** Your task **
Your answer must be an exact transcription of every entry.
───── Information shown
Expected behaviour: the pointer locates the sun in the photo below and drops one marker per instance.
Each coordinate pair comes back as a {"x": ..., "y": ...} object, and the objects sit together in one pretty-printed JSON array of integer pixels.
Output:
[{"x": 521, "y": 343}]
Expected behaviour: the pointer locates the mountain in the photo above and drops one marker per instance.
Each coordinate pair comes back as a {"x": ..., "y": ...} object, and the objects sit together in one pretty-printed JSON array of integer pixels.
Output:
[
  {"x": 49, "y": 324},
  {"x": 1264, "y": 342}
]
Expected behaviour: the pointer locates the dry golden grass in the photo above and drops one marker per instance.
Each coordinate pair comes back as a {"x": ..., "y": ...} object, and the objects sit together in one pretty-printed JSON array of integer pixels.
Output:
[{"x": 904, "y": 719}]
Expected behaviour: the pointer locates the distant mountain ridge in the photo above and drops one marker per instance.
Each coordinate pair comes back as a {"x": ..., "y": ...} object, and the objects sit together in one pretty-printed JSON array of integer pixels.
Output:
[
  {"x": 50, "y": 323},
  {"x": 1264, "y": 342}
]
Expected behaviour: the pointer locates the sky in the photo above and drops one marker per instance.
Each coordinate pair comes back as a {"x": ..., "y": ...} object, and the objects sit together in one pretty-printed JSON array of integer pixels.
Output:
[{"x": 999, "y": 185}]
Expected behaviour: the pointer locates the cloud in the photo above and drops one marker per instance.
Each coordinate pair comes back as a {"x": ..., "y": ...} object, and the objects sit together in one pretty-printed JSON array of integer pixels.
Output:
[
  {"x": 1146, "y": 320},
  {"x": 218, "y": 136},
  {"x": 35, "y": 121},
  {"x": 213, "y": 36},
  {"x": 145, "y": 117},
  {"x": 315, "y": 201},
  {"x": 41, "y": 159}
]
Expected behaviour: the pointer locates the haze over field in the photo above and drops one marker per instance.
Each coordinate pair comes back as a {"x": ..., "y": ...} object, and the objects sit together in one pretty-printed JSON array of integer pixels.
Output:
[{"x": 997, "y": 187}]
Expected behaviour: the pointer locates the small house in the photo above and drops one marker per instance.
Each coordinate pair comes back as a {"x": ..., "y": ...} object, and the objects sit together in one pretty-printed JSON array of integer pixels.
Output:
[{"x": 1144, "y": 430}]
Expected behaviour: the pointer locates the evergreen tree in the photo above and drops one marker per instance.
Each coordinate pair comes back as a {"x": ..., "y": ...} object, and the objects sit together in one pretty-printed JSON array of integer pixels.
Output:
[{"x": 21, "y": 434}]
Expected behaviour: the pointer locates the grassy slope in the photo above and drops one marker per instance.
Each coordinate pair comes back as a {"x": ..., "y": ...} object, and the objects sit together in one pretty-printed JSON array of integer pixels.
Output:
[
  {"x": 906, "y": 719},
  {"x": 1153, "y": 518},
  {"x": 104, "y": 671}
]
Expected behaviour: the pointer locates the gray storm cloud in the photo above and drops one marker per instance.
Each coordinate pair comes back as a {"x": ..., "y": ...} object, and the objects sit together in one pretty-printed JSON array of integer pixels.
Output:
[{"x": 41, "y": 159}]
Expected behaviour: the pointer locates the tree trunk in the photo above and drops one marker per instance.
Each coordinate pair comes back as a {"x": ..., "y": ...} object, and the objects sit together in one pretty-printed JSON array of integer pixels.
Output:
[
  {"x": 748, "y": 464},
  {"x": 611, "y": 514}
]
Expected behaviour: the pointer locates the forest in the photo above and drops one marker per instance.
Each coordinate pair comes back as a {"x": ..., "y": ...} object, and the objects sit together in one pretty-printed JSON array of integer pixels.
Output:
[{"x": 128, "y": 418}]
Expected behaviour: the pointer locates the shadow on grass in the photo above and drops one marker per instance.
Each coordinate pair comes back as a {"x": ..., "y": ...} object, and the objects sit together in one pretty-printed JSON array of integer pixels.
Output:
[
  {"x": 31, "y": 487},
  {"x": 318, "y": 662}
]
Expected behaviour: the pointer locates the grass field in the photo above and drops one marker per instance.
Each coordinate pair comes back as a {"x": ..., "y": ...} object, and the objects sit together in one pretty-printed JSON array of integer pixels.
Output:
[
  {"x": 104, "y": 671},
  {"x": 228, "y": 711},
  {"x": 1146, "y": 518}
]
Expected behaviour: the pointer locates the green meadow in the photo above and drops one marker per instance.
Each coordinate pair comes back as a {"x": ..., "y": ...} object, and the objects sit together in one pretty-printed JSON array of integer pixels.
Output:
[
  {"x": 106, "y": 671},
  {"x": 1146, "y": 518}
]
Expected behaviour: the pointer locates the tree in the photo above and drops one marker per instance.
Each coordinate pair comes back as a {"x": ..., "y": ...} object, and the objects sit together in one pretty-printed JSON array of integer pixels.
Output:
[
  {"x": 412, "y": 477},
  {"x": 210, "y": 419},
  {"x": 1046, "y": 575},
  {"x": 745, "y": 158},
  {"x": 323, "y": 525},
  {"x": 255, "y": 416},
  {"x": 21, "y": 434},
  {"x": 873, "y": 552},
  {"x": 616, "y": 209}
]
──────────
** Written solution **
Expected behaviour: the pointer locates the sun in the photo below and drops one marker per instance.
Each coordinate pair comes back as a {"x": ..., "y": ...} object, and the objects sit together in one pretty-printed JSON array of integer pixels.
Output:
[{"x": 521, "y": 343}]
Expected behaviour: the pointer locates the mountain in the photo above and drops one marker per instance.
Each coordinate pair comes back as a {"x": ..., "y": ...} object, and the objects sit together in one pretty-printed JSON array of integer pixels.
Output:
[
  {"x": 49, "y": 324},
  {"x": 1264, "y": 342}
]
Expected behaviour: the pointer locates the dry golden grass in the photo above and drops one marker per instance.
Each coordinate pair comes back as a {"x": ..., "y": ...} object, and the objects sit together in one pretty-printed JSON array of integer pixels.
Output:
[{"x": 904, "y": 719}]
Expected behaviour: the pointer locates the distant mountain ridge in the photo above and drops one marker per instance.
Each coordinate pair comes back as a {"x": ..., "y": ...} object, and the objects sit together in one pretty-printed JSON array of integer pixels.
Output:
[
  {"x": 50, "y": 323},
  {"x": 1264, "y": 342}
]
Expected behaviour: the pointer locates the sky in the photo above and drops one marker per instance.
Each coordinate pair comes back as a {"x": ..., "y": ...} object, and the objects sit together in one pretty-printed JSON array of integer pixels.
Output:
[{"x": 999, "y": 185}]
Expected behaviour: the pointer locates the cloud in the photo above and drops one marker per instance.
Each coordinate pair comes back as a {"x": ..., "y": ...} object, and the objects sit together in one pretty-printed JSON array of integer pixels.
Output:
[
  {"x": 1146, "y": 320},
  {"x": 218, "y": 136},
  {"x": 35, "y": 121},
  {"x": 213, "y": 36},
  {"x": 145, "y": 117},
  {"x": 315, "y": 201},
  {"x": 41, "y": 159}
]
Expected behaviour: the pointer locates the haze over field in the photo above and drops one marker per instance.
Each coordinate pair comes back as a {"x": ..., "y": ...} object, and the objects sit together in one pretty-printed JSON array of integer pixels.
Output:
[{"x": 997, "y": 187}]
Expected behaviour: the pointer locates the small house in the photo above and drops one marker per instance.
Each coordinate pair comes back as a {"x": ..., "y": ...} object, and the objects sit together in one pretty-printed JSON array of integer pixels.
Output:
[{"x": 1144, "y": 430}]
Expected behaviour: the pointer locates the evergreen tree in the photo above and drops one marker per instance.
Each coordinate pair comes back as a {"x": ..., "y": ...} object, and the objects sit together in one pretty-printed JSON array of integer pixels.
Output:
[{"x": 21, "y": 434}]
Expected behaviour: the pointer locates the grassy slope in the photo above and drops one marker per instance.
Each coordinate pair comes back as a {"x": ..., "y": ...} object, and the objects sit together in one pretty-printed JSON array of integer pixels.
Output:
[
  {"x": 906, "y": 719},
  {"x": 1153, "y": 518},
  {"x": 104, "y": 671}
]
Expected behaviour: the pointer locates the gray storm cloud in the photo above and drops one marker per instance.
Each coordinate pair comes back as a {"x": ..., "y": ...} object, and the objects sit together in one pretty-printed JSON array of integer pixels.
Output:
[{"x": 41, "y": 159}]
Expected behaviour: the pointer locates the tree trunk in the photo above and drops one marker per instance.
Each coordinate pair comes back as a {"x": ..., "y": ...} object, and the objects sit together in one pretty-printed JSON array of integer pixels.
Output:
[
  {"x": 748, "y": 464},
  {"x": 611, "y": 514}
]
Expected behaviour: the pointer locates the forest in the photo above and drops one marker per instance.
Each coordinate pair comes back as a {"x": ..., "y": ...} object, and the objects sit together in one pretty-printed JSON array of integer pixels.
Output:
[{"x": 128, "y": 418}]
Expected behaviour: the pointer locates the shadow on grass in the photo above and drops one marker per instance.
Each coordinate pair comes back as a {"x": ..., "y": ...} object, and the objects sit together in one pretty-printed JSON array of integer pixels.
Output:
[
  {"x": 31, "y": 487},
  {"x": 318, "y": 662}
]
Expected behaviour: the pointer locates the grass field in the photo above and drops one marker per instance.
Each coordinate pair comes back as a {"x": ..., "y": ...} object, and the objects sit together in one pretty-printed JSON array of integer pixels.
Output:
[
  {"x": 104, "y": 671},
  {"x": 228, "y": 711},
  {"x": 1146, "y": 518}
]
Expected behaviour: the pointer locates the green meadow in the photo above and drops one marker per instance.
Each coordinate pair comes back as a {"x": ..., "y": ...} object, and the objects sit together in one pretty-printed JSON array of integer pixels.
Output:
[
  {"x": 106, "y": 671},
  {"x": 1146, "y": 518}
]
Expected behaviour: the pointer locates the tree in the photo above and drops one marker per instance.
Each coordinate pair comes back as a {"x": ..., "y": ...} object, and the objects sit together in one pretty-printed JSON array of integer pixels.
Output:
[
  {"x": 412, "y": 477},
  {"x": 210, "y": 419},
  {"x": 1046, "y": 575},
  {"x": 745, "y": 158},
  {"x": 323, "y": 525},
  {"x": 255, "y": 416},
  {"x": 21, "y": 434},
  {"x": 873, "y": 552},
  {"x": 616, "y": 209}
]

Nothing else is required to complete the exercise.